>> START

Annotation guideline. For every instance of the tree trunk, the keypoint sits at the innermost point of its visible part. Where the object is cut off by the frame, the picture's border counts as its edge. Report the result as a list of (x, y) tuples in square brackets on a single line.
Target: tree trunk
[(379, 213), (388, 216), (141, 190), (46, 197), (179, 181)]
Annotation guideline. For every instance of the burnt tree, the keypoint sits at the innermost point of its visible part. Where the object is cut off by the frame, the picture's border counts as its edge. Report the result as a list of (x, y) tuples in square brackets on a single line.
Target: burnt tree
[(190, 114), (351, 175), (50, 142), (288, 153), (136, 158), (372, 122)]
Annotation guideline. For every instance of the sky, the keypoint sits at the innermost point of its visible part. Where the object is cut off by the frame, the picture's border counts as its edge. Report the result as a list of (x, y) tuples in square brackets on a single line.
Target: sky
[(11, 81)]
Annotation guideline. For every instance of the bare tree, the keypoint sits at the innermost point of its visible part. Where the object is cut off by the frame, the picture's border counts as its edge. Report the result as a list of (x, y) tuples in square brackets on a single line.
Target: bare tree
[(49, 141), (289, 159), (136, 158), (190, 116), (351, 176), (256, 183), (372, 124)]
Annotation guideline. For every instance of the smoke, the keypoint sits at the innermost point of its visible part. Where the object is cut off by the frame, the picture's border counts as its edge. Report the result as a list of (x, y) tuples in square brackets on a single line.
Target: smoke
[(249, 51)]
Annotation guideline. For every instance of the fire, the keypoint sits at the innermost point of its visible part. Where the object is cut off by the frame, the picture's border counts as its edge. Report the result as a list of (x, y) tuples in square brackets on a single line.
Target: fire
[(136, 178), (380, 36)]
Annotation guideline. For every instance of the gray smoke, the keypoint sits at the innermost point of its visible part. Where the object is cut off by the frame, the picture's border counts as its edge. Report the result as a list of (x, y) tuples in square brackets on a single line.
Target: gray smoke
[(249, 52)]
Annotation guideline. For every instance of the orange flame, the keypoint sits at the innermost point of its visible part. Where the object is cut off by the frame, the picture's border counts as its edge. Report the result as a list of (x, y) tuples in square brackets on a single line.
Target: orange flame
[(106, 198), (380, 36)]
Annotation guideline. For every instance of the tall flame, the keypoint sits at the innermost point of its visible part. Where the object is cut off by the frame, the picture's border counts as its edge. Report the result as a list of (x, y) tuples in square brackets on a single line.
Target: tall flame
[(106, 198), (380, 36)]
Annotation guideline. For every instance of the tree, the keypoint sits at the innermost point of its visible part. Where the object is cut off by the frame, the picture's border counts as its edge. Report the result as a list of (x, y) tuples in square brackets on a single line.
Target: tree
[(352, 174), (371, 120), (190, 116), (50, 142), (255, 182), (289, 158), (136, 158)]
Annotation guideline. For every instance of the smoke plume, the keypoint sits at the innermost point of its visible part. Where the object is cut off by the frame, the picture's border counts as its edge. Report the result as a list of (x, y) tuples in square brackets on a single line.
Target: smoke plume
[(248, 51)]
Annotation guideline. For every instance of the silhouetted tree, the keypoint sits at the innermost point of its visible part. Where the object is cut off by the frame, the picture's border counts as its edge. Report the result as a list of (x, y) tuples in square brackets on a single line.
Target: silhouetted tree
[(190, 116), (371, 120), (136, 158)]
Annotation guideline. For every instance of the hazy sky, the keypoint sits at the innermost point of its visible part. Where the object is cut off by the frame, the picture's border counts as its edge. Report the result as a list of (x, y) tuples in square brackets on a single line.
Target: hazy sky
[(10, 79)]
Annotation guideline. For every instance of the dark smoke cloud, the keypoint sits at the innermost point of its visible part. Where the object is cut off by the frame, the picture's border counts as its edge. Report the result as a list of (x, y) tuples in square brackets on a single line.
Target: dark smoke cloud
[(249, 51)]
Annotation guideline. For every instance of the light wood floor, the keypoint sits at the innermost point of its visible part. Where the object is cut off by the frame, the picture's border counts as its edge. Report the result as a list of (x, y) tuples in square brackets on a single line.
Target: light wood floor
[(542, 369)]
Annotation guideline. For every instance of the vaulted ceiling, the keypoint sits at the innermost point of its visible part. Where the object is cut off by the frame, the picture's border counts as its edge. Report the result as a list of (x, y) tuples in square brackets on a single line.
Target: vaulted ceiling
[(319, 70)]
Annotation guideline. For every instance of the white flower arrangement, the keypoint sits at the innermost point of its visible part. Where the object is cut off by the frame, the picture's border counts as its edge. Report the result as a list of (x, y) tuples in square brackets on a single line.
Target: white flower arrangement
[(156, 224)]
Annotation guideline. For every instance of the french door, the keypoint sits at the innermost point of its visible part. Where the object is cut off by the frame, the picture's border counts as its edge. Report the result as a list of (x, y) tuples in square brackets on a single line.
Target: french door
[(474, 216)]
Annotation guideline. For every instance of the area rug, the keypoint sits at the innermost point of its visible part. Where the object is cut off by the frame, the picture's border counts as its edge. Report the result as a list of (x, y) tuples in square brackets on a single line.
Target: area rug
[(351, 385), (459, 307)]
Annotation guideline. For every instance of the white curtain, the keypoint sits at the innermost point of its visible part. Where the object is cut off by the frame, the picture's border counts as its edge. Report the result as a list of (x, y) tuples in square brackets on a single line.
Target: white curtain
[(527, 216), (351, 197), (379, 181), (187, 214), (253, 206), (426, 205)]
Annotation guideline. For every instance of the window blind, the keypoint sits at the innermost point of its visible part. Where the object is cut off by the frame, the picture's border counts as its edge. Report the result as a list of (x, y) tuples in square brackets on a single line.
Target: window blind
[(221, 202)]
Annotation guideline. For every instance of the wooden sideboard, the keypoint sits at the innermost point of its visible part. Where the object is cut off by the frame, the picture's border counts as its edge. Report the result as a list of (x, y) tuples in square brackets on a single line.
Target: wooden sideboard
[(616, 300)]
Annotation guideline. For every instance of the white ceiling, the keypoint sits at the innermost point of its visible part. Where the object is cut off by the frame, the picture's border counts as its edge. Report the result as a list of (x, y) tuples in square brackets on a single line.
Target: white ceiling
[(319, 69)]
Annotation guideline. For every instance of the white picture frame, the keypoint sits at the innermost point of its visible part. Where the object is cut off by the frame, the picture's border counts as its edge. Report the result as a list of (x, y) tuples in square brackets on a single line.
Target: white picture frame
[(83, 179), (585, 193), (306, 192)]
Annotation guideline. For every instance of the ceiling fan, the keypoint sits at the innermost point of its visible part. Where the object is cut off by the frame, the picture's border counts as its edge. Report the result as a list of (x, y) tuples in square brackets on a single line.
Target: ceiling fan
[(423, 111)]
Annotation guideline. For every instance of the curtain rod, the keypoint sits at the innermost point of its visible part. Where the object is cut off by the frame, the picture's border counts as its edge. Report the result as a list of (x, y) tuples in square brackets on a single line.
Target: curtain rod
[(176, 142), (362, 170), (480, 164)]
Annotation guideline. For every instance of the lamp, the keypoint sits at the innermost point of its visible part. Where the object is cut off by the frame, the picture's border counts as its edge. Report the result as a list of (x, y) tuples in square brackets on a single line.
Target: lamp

>> END

▶ TASK TO COMPLETE: Rewrite every one of the items above with "innermost point" switched to "central point" wherever it occurs, and leave everything else unchanged.

▶ OUTPUT BELOW:
Annotation guideline. For every instance of the tree trunk, the keypoint sits at the central point of its visible part. Where the object is cut off by the frame, the picture's border counts as its edge. Report the result as a list of (x, y) tuples in square brackets on a single line.
Target: tree trunk
[(379, 213), (388, 216), (141, 190), (46, 197), (179, 181)]
Annotation guideline. For every instance of the burnt tree, the keypoint sits at the central point of its visible part. Where the object is cut off by the frame, the picture's border counts as its edge. Report the result as a list of (x, y) tuples in square brackets on a single line.
Target: burnt tree
[(190, 114), (351, 175), (50, 142), (288, 153), (136, 158), (372, 122)]
Annotation guideline. For every instance of the sky, the keypoint sits at the central point of its visible part. Where the object is cut off by the frame, the picture's border counts as its edge. Report the result as a list of (x, y) tuples in square brackets on a single line.
Target: sky
[(11, 81)]
Annotation guideline. For every instance of the bare tree, the keypoint sits at the central point of its visible part. Where the object is cut off by the frame, the picture's border counts as its edge. Report the result as a list of (x, y) tuples in square brackets on a single line.
Target: bare tree
[(49, 141), (289, 159), (136, 158), (190, 116), (351, 176), (256, 183), (372, 124)]
Annotation guideline. For every instance of the smoke, the keypoint sits at the central point of its visible part. Where the object is cut off by the frame, the picture's border counts as its edge. Report the result as a list of (x, y) tuples in square brackets on a single line.
Target: smoke
[(249, 51)]
Annotation guideline. For every instance of the fire, the keypoint sits at the central point of its visible part. Where the object is cut off by the frame, the picture's border counts as its edge. Report the result as a list of (x, y) tuples in square brackets on a single line.
Target: fire
[(136, 178), (380, 36)]
Annotation guideline. For every instance of the gray smoke, the keypoint sits at the central point of its visible part. Where the object is cut off by the frame, the picture's border counts as its edge. Report the result as a list of (x, y) tuples in square brackets on a single line.
Target: gray smoke
[(249, 52)]
Annotation guideline. For every instance of the orange flame, the keypoint sits at the central point of its visible part. Where the object is cut off by the frame, the picture's border counts as its edge. Report the result as a list of (x, y) tuples in square brackets on a single line.
Target: orange flame
[(106, 198), (380, 36)]
Annotation guideline. For every instance of the tall flame, the keypoint sits at the central point of its visible part. Where the object is cut off by the frame, the picture's border counts as its edge. Report the result as a list of (x, y) tuples in square brackets on a single line.
Target: tall flame
[(106, 198), (380, 36)]
Annotation guideline. For every instance of the tree, the keypoint sits at the central point of its visible part. Where the object is cut off by the frame, the picture's border counts as its edge. Report the result as a list of (x, y) tuples in square brackets on a single line.
Target: tree
[(352, 174), (371, 120), (190, 116), (50, 142), (255, 182), (289, 158), (136, 158)]
Annotation guideline. For every instance of the smoke plume, the keypoint sits at the central point of its visible part. Where the object is cut off by the frame, the picture's border counts as its edge. Report the result as a list of (x, y) tuples in square brackets on a single line.
Target: smoke plume
[(248, 51)]
Annotation guideline. For every instance of the silhouetted tree, the keypoint sits at the central point of its visible part. Where the object is cut off by the frame, the picture's border counts as its edge. Report the result as a list of (x, y) tuples in square brackets on a single line.
Target: silhouetted tree
[(190, 116), (371, 120), (136, 158)]
Annotation guideline. For every instance of the hazy sky, the keypoint sits at the central point of its visible part. Where the object is cut off by the frame, the picture's border counts as its edge. Report the result as a list of (x, y) tuples in square brackets on a single line.
Target: hazy sky
[(10, 79)]
Annotation guideline. For every instance of the dark smoke cloud, the keypoint sits at the central point of its visible part. Where the object is cut off by the frame, the picture's border counts as its edge. Report the result as a list of (x, y) tuples in square brackets on a single line.
Target: dark smoke cloud
[(249, 51)]
Annotation guideline. For every instance of the light wood floor, the keypoint sits at the central point of its visible part. Where the object is cut off by the frame, the picture's border counts as its edge. Report the result as a list of (x, y) tuples in square brackets on a single line.
Target: light wood floor
[(542, 369)]
Annotation guideline. For every instance of the vaulted ceiling, the keypoint sits at the central point of its visible part. Where the object is cut off by the frame, the picture's border counts as its edge. Report the result as a list of (x, y) tuples in square brackets on a single line.
Target: vaulted ceiling
[(319, 70)]
Annotation guideline. For every instance of the white flower arrangement, the keypoint sits at the central point of its visible part. Where the object is cut off by the frame, the picture's border counts as its edge. Report the result as a list of (x, y) tuples in square brackets on a single line.
Target: white flower arrangement
[(156, 224)]
Annotation guideline. For every instance of the french door, the keypoint sits at the central point of its visible part. Where the object is cut off by the frame, the picture's border counts as its edge. Report the result as a list of (x, y) tuples in square brackets on a single line.
Target: french door
[(474, 216)]
Annotation guideline. For every instance of the area rug, the keypoint sits at the central point of its visible part. Where the object is cut off by the frame, the picture's border counts as its edge. Report the result as a list of (x, y) tuples in square brackets on a single line.
Target: area rug
[(351, 385), (459, 307)]
Annotation guideline. For every instance of the white curtain, the keypoint sits at the central point of its visible part. Where the object is cut off by the frame, the picture's border counts as its edge. Report the result as a list of (x, y) tuples in square brackets on a single line.
Target: white curtain
[(527, 216), (351, 197), (379, 181), (187, 214), (253, 206), (426, 205)]
Annotation guideline. For every instance of the window blind, the keypoint sits at the central point of its visible part. Where the object is cut off by the frame, the picture's border counts as its edge. Report the result as a list of (x, y) tuples in square brackets on a single line.
Target: window blind
[(221, 202)]
Annotation guideline. For every instance of the wooden sideboard, the keypoint sits at the central point of its visible part. Where the object is cut off by the frame, the picture's border counts as its edge. Report the result as a list of (x, y) tuples in square brackets on a single line.
Target: wooden sideboard
[(616, 300)]
Annotation guideline. For every instance of the white ceiling, the keypoint sits at the central point of its visible part. Where the object is cut off by the frame, the picture's border counts as its edge. Report the result as a list of (x, y) tuples in square brackets on a single line.
Target: white ceiling
[(319, 69)]
Annotation guideline. For every instance of the white picture frame, the keypoint sits at the central point of its visible part. Where the object is cut off by the frame, the picture's border counts as its edge. Report the result as a list of (x, y) tuples in square brackets on a single line.
Target: white picture frame
[(83, 179), (585, 193), (306, 192)]
Annotation guideline. For every instance of the ceiling fan, the keypoint sits at the central point of its visible part. Where the object is cut off by the frame, the picture's border counts as its edge. Report the result as a list of (x, y) tuples in square brackets on a single line.
Target: ceiling fan
[(423, 111)]
Annotation guideline. For every instance of the curtain rod, the keypoint sits at the central point of its visible part. Where the object is cut off by the frame, the picture's border counts as its edge. Report the result as a list of (x, y) tuples in square brackets on a single line.
Target: curtain rod
[(176, 142), (362, 170), (480, 164)]
Annotation guideline. For every instance of the lamp, the keypoint sits at the central point of its visible part. Where the object is cut off by the frame, the picture's border counts as its edge. Report the result as a list of (x, y) tuples in square brackets on a single line.
Target: lamp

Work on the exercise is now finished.